=== SOURCE PASSAGE ===
— start —
Songs of Alienation Pared to the Bone
Richard Hawley ‘In This City They Call You Love’
New Album Review
Release Date 31st May 2024 on
Hawley sets off with a wheel-spin screech of guitar, for the opening track and single cut For His Heels before recounting tales in sombre tone and dispensing words of wisdom from the back parlour. The first track promises more from its initial epi-pen shot of adrenalin, but our driver soon settles into a Skoda-sensible pace.
The tenor of the opening song’s accompaniment is so dark that Hawley’s deep voice seems mildly angelic in contrast. He tunefully talks his way through much of the album, putting some oomph into his singing on a couple of numbers. There’s plenty of echo on the vocal and a confident swing to several tunes. He has a lovely voice, well-suited to all-seater venues, such as the Brighton Dome, or the grassy downs of a Dorset summer festival. I am keen to know how his upcoming tour will be received where there are no chairs, or chaise lounges, or banks of grass to lie back on.
Although the promotion material appears to be homage to the City of Cutlery, it is not all silver-plated. We also get the benefit of being advised You’ve gotta have love, if you wanna get love on Have Love. Sage advice from lovable uncle Richard.
The album's third track, Prism in Jeans suggests fitting into a place like Sheffield may not be as easy one could expect. It is a iron fist / velvet glove moment on belonging.
— end —
=== EXERCISE REQUIREMENTS ===
- a) List every song title mentioned in the album review.
- b) Retype the part of the album review starting at "Although the promotion" and ending at "lovable uncle Richard.".
The rows that come next are separate material, unrelated to the album review.

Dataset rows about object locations
— start —
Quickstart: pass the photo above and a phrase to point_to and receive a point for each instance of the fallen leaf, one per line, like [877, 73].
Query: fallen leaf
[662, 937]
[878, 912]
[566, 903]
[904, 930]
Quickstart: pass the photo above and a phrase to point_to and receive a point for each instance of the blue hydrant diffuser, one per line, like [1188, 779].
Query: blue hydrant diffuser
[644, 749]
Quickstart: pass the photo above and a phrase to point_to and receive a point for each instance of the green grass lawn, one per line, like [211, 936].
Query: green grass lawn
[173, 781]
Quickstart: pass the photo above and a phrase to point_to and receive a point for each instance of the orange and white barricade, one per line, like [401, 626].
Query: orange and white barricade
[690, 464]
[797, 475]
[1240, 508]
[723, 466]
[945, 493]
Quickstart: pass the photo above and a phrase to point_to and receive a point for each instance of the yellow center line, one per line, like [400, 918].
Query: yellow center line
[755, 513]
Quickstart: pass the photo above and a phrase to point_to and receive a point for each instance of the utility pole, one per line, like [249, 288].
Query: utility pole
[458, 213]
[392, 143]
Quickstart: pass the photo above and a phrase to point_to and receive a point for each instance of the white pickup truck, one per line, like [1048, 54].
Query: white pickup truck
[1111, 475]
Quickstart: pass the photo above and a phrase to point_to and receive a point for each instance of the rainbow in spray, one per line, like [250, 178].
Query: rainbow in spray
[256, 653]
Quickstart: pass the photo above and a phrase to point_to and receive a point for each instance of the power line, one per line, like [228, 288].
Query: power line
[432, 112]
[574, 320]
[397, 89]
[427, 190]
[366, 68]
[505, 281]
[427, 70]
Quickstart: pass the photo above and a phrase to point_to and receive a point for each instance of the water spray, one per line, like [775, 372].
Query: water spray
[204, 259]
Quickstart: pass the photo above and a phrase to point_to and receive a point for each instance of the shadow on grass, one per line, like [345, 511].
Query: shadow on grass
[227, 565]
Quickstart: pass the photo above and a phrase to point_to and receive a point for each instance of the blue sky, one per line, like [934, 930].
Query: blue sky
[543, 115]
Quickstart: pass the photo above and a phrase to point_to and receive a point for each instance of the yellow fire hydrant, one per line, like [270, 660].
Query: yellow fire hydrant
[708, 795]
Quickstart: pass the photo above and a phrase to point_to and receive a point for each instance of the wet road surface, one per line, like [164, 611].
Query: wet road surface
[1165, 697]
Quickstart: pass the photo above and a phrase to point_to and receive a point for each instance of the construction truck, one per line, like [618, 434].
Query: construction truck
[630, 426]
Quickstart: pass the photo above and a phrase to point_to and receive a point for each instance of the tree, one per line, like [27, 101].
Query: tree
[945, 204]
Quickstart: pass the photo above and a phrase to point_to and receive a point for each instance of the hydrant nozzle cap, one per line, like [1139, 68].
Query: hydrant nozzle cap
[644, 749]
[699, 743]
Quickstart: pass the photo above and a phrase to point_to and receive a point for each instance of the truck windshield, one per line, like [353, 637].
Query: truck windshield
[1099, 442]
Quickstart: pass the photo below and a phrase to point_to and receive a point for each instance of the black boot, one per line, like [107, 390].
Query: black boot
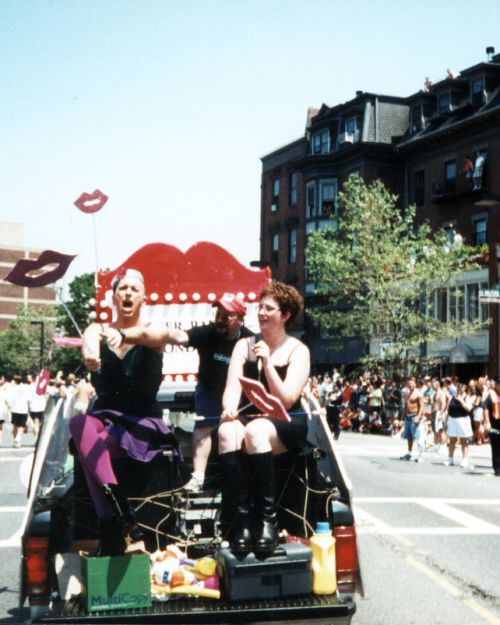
[235, 502]
[123, 512]
[112, 538]
[265, 518]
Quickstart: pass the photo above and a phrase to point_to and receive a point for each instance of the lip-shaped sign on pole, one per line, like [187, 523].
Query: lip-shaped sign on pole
[91, 202]
[42, 267]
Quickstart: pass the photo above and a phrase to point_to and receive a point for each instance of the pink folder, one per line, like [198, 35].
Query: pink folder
[263, 400]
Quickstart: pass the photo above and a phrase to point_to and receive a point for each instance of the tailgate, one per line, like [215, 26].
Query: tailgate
[320, 609]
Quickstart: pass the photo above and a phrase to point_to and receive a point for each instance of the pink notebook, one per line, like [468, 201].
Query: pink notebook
[263, 400]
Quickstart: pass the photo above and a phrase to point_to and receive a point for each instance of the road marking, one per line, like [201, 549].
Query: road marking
[13, 541]
[454, 591]
[468, 524]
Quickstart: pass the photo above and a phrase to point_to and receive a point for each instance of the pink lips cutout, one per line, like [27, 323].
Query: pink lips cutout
[91, 202]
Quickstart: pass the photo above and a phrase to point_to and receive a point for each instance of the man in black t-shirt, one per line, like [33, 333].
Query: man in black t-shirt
[214, 343]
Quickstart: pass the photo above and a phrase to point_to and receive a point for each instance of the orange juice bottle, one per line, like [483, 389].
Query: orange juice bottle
[323, 560]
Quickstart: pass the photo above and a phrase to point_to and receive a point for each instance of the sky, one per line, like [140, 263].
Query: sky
[167, 106]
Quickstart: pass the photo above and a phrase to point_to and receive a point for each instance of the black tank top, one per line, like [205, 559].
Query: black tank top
[129, 384]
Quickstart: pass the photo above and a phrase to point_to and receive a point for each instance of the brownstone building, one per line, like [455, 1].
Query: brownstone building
[418, 146]
[11, 297]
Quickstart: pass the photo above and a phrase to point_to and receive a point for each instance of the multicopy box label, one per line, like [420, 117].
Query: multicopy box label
[121, 599]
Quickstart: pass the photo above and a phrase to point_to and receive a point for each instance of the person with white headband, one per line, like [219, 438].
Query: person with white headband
[125, 418]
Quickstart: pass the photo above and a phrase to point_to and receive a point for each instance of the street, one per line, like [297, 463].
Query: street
[429, 535]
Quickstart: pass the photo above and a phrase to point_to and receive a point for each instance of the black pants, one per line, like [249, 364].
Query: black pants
[333, 419]
[495, 452]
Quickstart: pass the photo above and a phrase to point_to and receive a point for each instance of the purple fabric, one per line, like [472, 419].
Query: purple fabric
[108, 434]
[96, 447]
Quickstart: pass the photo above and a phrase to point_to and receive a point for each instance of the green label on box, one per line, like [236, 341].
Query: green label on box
[120, 582]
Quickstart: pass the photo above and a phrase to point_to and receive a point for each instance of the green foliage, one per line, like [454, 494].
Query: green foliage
[81, 290]
[20, 344]
[375, 268]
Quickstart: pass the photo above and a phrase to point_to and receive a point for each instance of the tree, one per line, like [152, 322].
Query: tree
[81, 291]
[375, 271]
[20, 344]
[74, 311]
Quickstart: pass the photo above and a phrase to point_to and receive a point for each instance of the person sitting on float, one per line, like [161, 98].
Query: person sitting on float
[125, 419]
[282, 364]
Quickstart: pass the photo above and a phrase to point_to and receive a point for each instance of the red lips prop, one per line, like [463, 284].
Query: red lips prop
[20, 274]
[91, 202]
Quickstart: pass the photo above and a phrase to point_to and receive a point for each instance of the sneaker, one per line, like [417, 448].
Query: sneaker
[194, 485]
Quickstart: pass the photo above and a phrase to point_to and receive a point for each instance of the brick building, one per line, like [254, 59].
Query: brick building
[11, 297]
[417, 146]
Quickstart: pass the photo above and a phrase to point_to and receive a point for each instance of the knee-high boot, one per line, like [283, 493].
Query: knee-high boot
[236, 501]
[264, 505]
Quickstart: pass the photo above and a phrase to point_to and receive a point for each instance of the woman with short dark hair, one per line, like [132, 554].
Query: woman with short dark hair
[282, 363]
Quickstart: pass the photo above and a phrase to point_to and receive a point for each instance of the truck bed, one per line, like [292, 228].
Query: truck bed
[310, 608]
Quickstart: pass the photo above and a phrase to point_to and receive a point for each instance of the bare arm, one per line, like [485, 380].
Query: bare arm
[154, 336]
[91, 350]
[232, 392]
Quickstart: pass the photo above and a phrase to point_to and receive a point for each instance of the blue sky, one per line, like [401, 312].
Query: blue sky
[167, 106]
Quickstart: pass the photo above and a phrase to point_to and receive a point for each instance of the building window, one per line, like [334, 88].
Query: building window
[276, 194]
[416, 118]
[321, 142]
[294, 177]
[450, 176]
[292, 246]
[328, 194]
[477, 91]
[420, 187]
[444, 103]
[275, 248]
[351, 127]
[472, 302]
[310, 200]
[480, 230]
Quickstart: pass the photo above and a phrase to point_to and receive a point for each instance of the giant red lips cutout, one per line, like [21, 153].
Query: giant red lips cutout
[91, 202]
[20, 274]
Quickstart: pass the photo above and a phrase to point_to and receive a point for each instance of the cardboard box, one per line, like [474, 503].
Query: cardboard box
[119, 582]
[286, 573]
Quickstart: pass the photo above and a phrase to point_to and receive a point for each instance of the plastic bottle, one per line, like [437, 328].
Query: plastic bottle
[323, 560]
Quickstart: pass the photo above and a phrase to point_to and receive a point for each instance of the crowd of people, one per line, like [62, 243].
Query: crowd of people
[23, 401]
[434, 413]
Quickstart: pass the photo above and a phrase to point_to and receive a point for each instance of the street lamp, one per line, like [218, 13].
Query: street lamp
[41, 323]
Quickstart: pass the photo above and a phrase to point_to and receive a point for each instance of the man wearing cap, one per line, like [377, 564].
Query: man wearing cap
[214, 343]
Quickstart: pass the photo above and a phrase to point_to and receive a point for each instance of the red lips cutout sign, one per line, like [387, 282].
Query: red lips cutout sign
[91, 202]
[20, 274]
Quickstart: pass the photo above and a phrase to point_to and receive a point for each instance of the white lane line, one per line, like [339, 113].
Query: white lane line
[13, 541]
[368, 523]
[458, 516]
[424, 500]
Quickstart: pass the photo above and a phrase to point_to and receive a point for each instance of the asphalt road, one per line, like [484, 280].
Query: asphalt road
[429, 535]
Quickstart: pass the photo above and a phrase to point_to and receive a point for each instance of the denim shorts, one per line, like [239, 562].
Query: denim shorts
— end —
=== SOLUTIONS IN ORDER ===
- a)
For His Heels
Have Love
Prism in Jeans

- b)
Although the promotion material appears to be homage to the City of Cutlery, it is not all silver-plated. We also get the benefit of being advised You’ve gotta have love, if you wanna get love on Have Love. Sage advice from lovable uncle Richard.